- Description of the task: In the big data basics text, what does velocity refer to?

- Selected text:
Bigdata Basics
Big data is a large storage of different types of data. Here different types refer to the different formats, for example, audio, video, text, graphics images, etc. For example, Facebook stores text information, images, and videos, etc.

IBM defines big data as The data which have 4 V's is big data

High Speed Data

Velocity refers to the speedy analysis i.e. analysis of streaming data.

Bulk Data

Volume refers to the analysis of large volume datasets.

Variety of Data

Variety refers to the analysis of different kinds of data.

Uncertainity of data

Veracity refers to the analysis of uncertain data i.e. sometime data speed is very high whereas sometime poor.

Big Data Generators

Almost all the social media (like Facebook, Twitter, Skype, Linkedin etc.), Space science, sensors etc., are generating big data day by day. All are using big data for their storage purpose.

Why Big data ?

Conventional data storage systems are not able to

  • Store Large amount of data.
  • Store data in different formats (ex. a post have videos, audios ,texts, tags, likes, comments,etc).
  • Process streaming data, (data, coming non stop, with speed, ex. weather sensors data) i.e. speed processing.
  • Scale up.

- Extracted information:

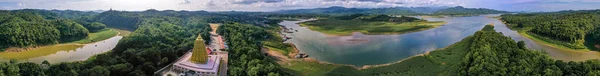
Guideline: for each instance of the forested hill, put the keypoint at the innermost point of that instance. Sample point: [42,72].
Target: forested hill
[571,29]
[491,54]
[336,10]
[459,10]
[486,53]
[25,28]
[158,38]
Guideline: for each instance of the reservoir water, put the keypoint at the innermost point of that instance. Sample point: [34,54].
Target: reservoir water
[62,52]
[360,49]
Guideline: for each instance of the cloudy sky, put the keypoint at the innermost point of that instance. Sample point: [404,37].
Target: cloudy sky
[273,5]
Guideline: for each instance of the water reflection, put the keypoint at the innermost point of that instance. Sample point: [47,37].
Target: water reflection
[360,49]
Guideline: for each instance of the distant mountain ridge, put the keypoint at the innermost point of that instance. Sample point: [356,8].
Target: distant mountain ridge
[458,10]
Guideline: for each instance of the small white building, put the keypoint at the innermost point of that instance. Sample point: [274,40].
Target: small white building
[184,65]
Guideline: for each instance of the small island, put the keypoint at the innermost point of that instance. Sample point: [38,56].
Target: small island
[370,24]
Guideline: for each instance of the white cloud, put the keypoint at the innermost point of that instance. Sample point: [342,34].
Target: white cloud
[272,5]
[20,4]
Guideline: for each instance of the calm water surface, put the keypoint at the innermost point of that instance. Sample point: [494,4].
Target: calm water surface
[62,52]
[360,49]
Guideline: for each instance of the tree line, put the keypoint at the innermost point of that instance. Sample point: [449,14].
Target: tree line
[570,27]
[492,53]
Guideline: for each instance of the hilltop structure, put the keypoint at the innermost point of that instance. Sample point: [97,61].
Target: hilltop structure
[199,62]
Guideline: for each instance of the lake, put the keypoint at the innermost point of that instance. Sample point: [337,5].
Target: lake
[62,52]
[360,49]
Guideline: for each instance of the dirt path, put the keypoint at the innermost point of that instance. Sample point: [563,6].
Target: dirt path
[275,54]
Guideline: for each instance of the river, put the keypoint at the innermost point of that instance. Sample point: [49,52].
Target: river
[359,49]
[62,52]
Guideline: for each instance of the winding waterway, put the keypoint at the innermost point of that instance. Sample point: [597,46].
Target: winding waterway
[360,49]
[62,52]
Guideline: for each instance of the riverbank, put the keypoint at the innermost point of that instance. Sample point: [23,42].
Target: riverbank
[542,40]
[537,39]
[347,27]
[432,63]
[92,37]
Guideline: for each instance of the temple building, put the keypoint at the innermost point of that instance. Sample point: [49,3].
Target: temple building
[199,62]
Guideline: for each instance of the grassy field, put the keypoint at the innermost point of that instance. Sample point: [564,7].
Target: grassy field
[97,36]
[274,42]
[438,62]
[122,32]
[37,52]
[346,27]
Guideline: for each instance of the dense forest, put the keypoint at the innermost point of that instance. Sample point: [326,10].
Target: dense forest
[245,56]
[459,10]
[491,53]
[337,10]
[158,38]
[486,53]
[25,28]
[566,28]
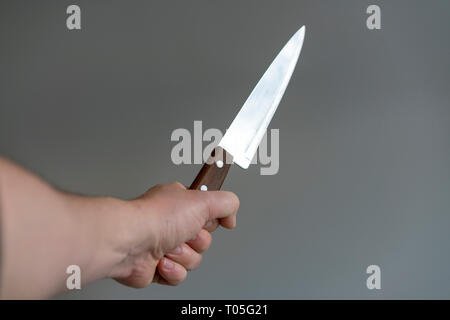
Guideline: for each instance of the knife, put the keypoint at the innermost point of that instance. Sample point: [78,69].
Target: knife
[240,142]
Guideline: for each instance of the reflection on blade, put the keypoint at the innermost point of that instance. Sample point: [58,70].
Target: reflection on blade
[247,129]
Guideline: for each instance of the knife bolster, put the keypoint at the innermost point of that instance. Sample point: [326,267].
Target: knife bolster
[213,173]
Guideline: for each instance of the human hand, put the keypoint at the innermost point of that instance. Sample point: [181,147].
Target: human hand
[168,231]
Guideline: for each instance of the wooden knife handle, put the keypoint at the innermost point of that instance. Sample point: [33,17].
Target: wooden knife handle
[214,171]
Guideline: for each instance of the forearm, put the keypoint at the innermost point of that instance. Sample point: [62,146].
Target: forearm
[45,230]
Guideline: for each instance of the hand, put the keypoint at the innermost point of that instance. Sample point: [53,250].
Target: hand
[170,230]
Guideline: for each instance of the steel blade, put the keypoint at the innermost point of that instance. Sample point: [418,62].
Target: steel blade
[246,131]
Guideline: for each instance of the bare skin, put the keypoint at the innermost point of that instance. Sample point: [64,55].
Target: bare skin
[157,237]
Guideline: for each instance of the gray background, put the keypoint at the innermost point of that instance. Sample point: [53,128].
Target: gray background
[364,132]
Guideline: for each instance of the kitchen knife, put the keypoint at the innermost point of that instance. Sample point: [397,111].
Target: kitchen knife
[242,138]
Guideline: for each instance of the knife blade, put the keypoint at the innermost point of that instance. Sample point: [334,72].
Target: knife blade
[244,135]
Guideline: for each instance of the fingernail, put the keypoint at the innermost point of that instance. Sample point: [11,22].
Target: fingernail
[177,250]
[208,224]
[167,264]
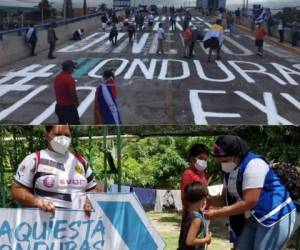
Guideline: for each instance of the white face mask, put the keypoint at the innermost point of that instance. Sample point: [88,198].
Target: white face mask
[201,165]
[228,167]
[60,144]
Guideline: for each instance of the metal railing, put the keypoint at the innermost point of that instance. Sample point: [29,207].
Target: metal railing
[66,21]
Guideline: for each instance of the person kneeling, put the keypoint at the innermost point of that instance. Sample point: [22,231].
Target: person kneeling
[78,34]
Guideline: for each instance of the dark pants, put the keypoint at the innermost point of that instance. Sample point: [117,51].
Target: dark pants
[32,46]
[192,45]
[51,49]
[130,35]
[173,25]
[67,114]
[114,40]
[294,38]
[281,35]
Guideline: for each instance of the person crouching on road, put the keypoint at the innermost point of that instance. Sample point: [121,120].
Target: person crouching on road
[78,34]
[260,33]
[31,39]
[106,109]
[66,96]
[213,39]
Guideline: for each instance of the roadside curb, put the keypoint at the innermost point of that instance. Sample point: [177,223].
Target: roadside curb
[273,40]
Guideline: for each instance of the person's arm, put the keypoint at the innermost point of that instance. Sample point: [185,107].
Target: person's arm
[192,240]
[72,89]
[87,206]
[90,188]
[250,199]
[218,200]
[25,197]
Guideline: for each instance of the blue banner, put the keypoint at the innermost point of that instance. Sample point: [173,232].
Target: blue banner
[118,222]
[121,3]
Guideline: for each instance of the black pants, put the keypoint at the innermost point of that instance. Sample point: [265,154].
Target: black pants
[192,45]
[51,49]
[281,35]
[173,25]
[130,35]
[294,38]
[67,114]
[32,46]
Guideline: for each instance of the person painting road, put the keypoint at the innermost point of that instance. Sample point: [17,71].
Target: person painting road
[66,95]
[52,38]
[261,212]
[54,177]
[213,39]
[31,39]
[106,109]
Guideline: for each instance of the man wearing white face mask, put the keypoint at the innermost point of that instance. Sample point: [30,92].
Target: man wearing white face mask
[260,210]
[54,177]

==

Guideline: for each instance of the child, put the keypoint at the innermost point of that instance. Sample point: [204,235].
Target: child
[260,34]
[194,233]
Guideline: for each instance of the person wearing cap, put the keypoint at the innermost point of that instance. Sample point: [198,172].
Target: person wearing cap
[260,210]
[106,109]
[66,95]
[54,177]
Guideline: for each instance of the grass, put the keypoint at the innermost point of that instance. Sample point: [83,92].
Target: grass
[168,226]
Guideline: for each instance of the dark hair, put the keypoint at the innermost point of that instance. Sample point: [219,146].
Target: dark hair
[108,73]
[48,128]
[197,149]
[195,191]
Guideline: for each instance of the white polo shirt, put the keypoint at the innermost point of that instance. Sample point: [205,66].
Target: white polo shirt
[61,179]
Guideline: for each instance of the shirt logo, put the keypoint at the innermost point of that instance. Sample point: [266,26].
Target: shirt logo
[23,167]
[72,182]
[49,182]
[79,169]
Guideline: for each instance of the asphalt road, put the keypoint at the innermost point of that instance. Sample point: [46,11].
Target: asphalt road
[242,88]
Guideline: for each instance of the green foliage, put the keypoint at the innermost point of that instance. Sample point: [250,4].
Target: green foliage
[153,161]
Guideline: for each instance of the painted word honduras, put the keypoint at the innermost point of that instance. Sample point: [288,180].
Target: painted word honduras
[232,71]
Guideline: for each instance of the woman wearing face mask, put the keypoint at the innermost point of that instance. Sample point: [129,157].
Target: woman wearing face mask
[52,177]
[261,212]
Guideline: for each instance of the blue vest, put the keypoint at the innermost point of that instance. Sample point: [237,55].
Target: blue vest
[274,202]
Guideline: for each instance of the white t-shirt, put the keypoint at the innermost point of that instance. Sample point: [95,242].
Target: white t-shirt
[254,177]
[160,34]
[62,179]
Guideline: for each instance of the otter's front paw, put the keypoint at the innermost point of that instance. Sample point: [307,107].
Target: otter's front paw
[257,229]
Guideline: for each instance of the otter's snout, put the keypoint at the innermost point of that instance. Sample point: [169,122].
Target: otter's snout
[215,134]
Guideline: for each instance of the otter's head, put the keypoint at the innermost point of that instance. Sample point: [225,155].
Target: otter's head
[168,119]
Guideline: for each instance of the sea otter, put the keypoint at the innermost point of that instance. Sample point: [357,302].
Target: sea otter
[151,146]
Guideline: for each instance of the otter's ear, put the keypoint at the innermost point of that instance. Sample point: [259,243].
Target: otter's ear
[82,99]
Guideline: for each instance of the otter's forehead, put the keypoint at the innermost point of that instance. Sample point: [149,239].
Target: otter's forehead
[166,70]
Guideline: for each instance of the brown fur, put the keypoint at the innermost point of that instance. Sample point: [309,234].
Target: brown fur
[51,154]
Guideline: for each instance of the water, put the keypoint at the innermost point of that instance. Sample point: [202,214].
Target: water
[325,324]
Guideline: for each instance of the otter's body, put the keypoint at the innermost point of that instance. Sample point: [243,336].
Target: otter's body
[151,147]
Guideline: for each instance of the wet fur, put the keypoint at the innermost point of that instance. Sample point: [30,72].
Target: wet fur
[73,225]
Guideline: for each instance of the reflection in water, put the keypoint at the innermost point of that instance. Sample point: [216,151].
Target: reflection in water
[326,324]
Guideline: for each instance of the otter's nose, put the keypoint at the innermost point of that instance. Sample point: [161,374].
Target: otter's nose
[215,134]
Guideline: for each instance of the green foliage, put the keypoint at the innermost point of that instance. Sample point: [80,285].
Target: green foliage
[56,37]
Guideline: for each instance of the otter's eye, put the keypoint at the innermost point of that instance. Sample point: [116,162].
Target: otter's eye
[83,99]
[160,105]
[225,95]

- Written response: Speedy analysis, that is, the analysis of streaming data.